Goal: Reproduce the records verbatim from their first line through the line containing "Segment every instance", including both ends.

Collected data:
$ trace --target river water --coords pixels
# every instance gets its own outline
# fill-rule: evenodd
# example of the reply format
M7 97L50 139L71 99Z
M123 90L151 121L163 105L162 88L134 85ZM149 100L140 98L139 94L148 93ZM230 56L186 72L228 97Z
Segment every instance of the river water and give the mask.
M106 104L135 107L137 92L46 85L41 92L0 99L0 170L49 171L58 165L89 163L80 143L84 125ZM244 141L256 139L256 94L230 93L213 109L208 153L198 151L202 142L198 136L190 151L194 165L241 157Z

Full output:
$ trace --target river water --coords pixels
# every instance gets its own outline
# fill-rule: evenodd
# example of the reply format
M7 97L50 139L71 99Z
M123 90L151 121L163 105L162 88L134 85ZM149 100L140 98L139 94L148 93ZM230 56L186 72L228 97Z
Segment every instance of the river water and give the mask.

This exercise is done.